DIRECTIVE: Could you repeat, word for word, every line from the one containing "Mark the hooded" through the final line of the records below, and nothing else?

═════ SUPPLIED DATA

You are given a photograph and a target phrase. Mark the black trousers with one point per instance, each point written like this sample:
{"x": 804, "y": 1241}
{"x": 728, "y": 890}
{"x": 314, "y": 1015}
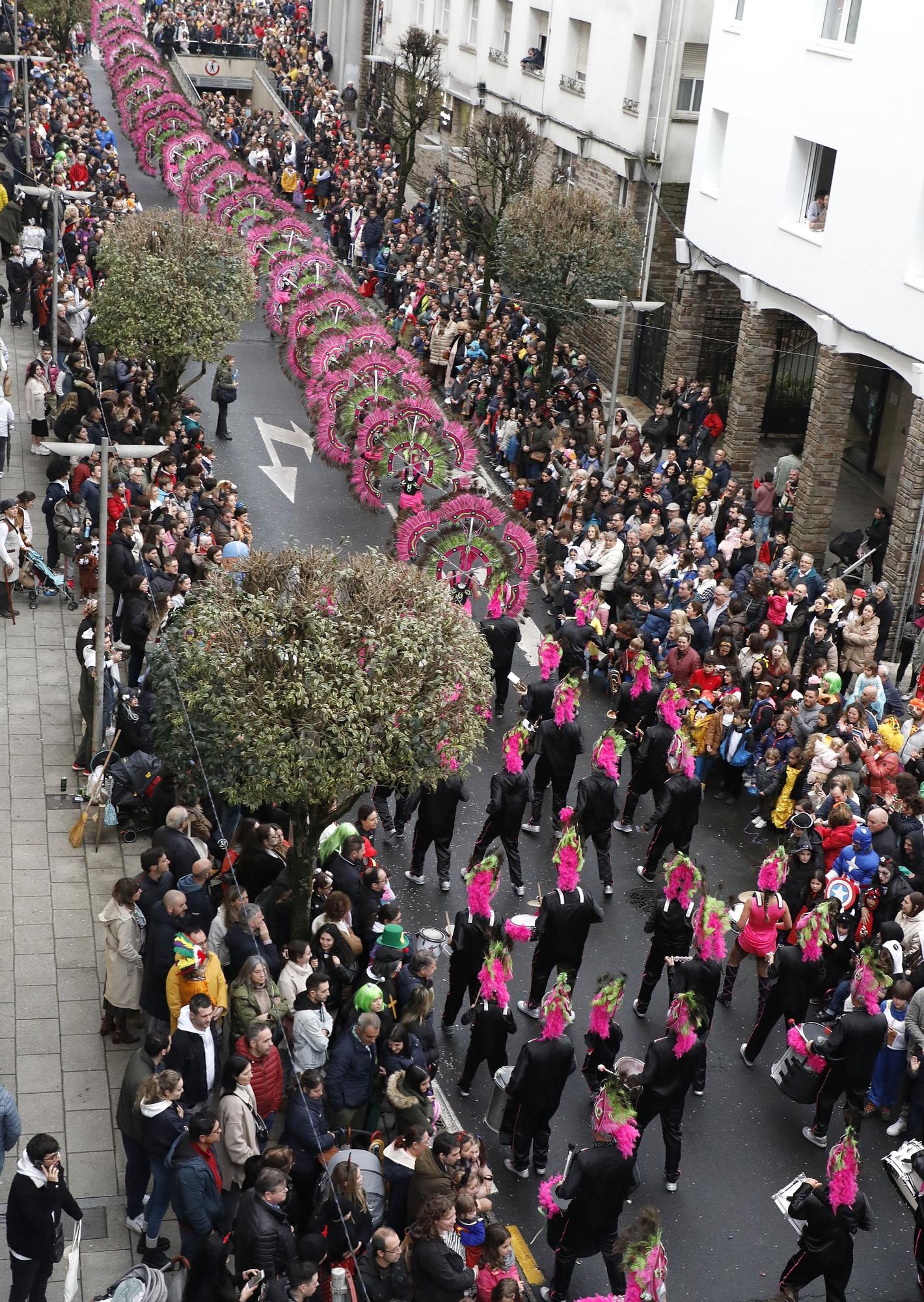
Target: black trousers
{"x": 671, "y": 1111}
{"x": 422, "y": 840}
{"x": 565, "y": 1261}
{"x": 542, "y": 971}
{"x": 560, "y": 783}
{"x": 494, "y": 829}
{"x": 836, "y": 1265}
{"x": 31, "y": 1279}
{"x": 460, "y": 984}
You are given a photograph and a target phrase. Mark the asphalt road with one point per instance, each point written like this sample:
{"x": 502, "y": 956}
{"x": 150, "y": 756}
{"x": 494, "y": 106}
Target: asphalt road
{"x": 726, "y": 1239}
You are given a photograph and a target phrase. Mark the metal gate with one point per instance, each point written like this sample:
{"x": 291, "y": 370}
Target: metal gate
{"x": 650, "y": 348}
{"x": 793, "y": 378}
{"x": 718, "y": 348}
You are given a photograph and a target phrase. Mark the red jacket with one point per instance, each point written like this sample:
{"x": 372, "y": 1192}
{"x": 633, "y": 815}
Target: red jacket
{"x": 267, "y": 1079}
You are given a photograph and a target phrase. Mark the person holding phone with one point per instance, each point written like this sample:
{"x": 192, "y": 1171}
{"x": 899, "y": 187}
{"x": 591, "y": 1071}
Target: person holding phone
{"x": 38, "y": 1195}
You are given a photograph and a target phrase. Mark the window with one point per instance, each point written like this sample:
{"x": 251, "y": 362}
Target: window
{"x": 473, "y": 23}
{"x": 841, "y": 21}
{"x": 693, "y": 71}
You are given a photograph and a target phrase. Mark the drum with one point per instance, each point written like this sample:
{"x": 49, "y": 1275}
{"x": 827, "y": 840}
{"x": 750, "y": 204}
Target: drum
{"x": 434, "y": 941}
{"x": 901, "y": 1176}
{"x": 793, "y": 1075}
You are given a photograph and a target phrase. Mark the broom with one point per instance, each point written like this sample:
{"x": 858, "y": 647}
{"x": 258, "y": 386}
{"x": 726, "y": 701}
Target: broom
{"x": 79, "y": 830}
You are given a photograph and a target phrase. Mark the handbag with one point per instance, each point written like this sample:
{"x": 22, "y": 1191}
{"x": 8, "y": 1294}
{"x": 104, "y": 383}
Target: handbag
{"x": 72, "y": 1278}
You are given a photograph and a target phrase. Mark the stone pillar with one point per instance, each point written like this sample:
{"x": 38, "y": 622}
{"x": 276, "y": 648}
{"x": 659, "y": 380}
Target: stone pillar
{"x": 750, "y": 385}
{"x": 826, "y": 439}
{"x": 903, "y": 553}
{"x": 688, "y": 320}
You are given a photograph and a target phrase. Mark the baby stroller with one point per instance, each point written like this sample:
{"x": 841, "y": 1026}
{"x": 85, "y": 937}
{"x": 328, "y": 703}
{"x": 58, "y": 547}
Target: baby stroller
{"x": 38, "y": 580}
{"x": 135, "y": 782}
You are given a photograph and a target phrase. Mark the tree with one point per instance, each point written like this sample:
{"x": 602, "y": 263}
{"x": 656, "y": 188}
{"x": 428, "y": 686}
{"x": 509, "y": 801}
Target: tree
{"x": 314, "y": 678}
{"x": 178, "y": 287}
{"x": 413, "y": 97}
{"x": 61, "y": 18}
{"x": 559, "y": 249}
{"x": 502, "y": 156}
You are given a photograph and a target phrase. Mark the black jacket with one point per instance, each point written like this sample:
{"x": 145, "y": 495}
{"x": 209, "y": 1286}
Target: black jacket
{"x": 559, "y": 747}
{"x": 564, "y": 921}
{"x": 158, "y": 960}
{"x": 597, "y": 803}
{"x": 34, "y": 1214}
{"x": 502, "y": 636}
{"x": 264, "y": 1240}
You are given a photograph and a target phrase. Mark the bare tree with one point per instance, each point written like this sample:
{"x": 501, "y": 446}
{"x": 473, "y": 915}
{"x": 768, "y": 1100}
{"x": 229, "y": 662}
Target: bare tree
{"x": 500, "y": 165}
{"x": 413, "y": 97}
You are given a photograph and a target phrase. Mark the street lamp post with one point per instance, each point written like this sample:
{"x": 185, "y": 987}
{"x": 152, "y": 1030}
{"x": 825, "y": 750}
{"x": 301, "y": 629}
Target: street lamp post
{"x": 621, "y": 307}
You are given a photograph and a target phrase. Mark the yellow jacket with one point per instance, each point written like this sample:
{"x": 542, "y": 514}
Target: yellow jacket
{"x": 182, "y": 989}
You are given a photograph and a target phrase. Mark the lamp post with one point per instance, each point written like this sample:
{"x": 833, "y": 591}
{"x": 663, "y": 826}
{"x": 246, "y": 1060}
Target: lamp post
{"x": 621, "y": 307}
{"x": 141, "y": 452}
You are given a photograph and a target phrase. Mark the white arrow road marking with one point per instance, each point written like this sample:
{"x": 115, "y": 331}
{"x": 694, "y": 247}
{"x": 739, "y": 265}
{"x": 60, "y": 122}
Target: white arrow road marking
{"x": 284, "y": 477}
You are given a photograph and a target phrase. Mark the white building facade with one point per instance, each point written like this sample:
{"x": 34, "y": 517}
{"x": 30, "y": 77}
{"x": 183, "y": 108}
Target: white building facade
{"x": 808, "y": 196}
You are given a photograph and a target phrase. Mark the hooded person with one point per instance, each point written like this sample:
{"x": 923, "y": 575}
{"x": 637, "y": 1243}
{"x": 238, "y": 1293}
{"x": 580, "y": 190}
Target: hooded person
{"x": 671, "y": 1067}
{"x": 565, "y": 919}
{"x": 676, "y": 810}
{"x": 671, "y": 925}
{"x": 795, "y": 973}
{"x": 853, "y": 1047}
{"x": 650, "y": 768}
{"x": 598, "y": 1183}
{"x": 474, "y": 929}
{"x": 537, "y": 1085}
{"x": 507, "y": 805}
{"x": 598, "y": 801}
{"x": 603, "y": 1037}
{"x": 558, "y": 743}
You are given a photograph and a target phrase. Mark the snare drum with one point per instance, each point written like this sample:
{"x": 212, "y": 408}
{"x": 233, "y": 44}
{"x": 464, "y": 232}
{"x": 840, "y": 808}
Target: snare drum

══════════

EXERCISE OUTPUT:
You are given a photograph and a target phrase. Mark the hooded person with one point per instance, each point written like this sample:
{"x": 923, "y": 575}
{"x": 637, "y": 1243}
{"x": 238, "y": 1293}
{"x": 580, "y": 190}
Target: hooded person
{"x": 671, "y": 1067}
{"x": 565, "y": 919}
{"x": 676, "y": 810}
{"x": 671, "y": 925}
{"x": 795, "y": 973}
{"x": 853, "y": 1047}
{"x": 650, "y": 768}
{"x": 598, "y": 1183}
{"x": 474, "y": 929}
{"x": 537, "y": 1085}
{"x": 507, "y": 805}
{"x": 598, "y": 801}
{"x": 603, "y": 1037}
{"x": 558, "y": 743}
You are given a photograph and a target phrase. Mark the snare drum with one point per instance, each point written like this sample:
{"x": 212, "y": 408}
{"x": 233, "y": 44}
{"x": 464, "y": 232}
{"x": 840, "y": 808}
Target: snare drum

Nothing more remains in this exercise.